● Source data:

· · · · ·

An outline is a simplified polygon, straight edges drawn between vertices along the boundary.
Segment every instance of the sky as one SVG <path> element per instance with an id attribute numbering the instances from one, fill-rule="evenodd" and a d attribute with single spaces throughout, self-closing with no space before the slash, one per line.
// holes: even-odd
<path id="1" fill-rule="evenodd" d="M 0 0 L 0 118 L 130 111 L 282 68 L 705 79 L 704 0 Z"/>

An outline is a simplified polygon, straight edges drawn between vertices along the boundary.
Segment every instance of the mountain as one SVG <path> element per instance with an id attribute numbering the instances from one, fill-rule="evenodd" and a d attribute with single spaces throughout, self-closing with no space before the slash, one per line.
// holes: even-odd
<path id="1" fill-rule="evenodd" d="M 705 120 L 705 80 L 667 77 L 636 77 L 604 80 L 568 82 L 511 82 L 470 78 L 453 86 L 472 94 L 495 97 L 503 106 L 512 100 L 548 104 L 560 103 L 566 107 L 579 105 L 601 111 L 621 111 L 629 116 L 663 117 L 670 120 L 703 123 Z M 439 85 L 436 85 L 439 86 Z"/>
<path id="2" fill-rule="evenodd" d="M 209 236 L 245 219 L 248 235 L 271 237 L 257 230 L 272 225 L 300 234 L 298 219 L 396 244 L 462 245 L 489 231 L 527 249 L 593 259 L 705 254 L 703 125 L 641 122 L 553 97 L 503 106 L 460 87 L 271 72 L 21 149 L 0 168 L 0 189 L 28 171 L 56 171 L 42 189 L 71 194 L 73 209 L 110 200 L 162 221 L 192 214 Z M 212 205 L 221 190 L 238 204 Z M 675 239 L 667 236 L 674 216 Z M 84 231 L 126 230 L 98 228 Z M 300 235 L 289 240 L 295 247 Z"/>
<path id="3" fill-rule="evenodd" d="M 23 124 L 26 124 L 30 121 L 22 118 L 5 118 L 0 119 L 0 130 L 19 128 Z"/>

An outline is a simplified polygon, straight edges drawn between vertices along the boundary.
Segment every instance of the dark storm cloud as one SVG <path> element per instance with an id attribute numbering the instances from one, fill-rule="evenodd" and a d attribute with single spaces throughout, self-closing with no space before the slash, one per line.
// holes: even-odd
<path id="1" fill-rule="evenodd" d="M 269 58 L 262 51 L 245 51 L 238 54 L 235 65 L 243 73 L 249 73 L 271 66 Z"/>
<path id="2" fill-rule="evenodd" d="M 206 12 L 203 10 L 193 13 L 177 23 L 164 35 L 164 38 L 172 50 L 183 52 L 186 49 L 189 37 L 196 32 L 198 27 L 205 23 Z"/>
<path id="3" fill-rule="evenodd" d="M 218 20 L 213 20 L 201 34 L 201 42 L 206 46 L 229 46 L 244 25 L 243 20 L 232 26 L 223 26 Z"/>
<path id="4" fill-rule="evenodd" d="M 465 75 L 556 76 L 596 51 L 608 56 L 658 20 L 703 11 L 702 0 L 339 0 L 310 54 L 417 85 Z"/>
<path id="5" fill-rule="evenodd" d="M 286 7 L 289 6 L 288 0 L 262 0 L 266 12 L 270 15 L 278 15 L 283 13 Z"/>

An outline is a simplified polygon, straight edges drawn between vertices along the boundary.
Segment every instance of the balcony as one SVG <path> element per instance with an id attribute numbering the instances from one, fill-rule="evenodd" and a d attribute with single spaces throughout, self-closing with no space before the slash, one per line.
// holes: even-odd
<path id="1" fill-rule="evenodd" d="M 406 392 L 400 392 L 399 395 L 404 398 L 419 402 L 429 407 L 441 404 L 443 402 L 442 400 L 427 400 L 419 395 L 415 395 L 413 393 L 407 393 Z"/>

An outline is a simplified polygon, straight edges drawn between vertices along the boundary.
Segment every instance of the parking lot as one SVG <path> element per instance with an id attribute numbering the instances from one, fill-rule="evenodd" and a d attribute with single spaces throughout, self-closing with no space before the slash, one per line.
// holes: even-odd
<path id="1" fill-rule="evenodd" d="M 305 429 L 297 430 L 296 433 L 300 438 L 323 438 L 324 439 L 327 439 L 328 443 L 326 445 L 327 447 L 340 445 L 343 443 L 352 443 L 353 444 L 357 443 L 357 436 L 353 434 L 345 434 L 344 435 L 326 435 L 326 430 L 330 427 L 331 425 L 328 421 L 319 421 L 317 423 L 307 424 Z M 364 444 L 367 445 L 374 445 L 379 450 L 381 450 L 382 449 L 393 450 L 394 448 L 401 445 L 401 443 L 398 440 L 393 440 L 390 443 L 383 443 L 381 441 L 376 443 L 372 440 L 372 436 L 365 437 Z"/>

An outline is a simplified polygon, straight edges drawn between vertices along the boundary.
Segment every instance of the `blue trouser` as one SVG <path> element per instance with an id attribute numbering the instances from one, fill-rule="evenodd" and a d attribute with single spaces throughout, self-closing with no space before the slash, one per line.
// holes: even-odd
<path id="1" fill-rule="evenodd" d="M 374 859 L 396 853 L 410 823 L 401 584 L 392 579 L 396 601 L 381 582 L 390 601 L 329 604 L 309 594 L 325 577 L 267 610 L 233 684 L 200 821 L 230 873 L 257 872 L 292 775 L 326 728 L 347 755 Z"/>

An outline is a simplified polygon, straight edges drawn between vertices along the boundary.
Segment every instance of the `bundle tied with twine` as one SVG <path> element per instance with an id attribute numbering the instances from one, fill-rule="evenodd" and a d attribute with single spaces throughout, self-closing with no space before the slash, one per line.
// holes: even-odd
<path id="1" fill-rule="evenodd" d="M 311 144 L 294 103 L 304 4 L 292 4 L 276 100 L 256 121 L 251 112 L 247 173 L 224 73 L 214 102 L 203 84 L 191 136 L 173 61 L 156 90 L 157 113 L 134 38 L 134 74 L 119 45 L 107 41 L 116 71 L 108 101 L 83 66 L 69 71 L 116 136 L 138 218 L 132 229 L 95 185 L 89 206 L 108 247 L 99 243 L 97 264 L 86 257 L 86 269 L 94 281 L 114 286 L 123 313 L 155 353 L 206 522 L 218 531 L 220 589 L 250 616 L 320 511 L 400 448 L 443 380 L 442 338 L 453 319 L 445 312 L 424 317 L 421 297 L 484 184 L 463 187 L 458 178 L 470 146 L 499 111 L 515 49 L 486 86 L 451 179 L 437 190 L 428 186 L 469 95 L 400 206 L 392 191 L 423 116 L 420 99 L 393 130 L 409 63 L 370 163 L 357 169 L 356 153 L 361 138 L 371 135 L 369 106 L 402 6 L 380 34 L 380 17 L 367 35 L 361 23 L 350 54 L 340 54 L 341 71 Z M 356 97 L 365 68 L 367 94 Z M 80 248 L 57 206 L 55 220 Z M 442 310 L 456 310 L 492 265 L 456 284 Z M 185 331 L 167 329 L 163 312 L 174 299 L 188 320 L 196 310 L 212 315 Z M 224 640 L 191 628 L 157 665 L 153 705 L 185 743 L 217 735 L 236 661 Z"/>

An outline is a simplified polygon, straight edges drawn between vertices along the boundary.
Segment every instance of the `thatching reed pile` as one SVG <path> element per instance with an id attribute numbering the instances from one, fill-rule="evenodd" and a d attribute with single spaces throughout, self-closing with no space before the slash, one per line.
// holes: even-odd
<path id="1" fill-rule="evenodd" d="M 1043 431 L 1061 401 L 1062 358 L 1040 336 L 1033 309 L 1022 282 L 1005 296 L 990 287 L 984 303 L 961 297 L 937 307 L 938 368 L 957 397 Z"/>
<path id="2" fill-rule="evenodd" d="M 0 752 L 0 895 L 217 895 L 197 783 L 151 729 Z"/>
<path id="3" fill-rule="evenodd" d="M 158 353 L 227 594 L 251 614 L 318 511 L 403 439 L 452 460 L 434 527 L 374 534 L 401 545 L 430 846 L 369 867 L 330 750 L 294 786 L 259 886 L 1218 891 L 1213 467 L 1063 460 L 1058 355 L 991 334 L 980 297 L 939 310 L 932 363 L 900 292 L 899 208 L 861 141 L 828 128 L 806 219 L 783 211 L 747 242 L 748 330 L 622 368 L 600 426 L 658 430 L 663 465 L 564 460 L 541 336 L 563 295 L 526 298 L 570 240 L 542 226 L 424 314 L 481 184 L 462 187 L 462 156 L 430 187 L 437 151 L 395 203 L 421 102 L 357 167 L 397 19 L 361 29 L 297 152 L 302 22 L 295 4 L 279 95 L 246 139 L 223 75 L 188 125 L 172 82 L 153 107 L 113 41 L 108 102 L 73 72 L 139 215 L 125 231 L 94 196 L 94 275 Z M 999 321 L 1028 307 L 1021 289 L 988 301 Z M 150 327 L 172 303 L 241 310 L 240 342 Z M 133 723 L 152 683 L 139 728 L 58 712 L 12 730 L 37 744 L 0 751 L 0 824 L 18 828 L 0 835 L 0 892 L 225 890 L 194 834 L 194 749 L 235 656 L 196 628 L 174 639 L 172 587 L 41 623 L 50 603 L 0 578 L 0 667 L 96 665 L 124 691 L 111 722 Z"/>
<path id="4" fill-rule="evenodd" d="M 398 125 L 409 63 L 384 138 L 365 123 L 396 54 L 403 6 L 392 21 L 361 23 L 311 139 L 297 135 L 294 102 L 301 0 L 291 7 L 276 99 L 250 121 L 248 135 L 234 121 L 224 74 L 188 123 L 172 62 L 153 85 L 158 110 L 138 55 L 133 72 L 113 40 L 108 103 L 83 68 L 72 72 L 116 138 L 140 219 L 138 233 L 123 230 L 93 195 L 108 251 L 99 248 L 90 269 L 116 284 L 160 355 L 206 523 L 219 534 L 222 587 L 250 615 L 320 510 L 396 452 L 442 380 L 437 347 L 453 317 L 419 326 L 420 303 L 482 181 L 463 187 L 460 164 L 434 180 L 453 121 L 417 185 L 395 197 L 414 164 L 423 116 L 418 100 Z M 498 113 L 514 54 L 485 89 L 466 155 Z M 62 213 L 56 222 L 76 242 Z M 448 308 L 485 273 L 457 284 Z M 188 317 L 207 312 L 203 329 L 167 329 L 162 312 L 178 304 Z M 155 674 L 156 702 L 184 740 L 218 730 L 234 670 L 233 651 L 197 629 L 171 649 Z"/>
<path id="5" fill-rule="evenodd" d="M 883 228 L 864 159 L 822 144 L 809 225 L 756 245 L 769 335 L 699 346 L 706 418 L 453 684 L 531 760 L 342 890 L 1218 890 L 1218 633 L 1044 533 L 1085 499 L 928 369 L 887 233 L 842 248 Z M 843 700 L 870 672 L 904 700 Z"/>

· · · · ·

● Given problem:
Copy the listing verbatim from its first line up to and including the line containing "0 118 L 130".

● Correct answer:
An outline is a simplified polygon, straight edges drawn between vertices along the boundary.
Segment every instance of the sky as one SVG <path> element per instance with an id attribute numbering the instances from one, fill-rule="evenodd" and a d attribute with single spaces throughout, self-closing with no space before the slash, one per line.
// holes: even-odd
<path id="1" fill-rule="evenodd" d="M 0 0 L 0 118 L 130 111 L 282 68 L 705 79 L 704 0 Z"/>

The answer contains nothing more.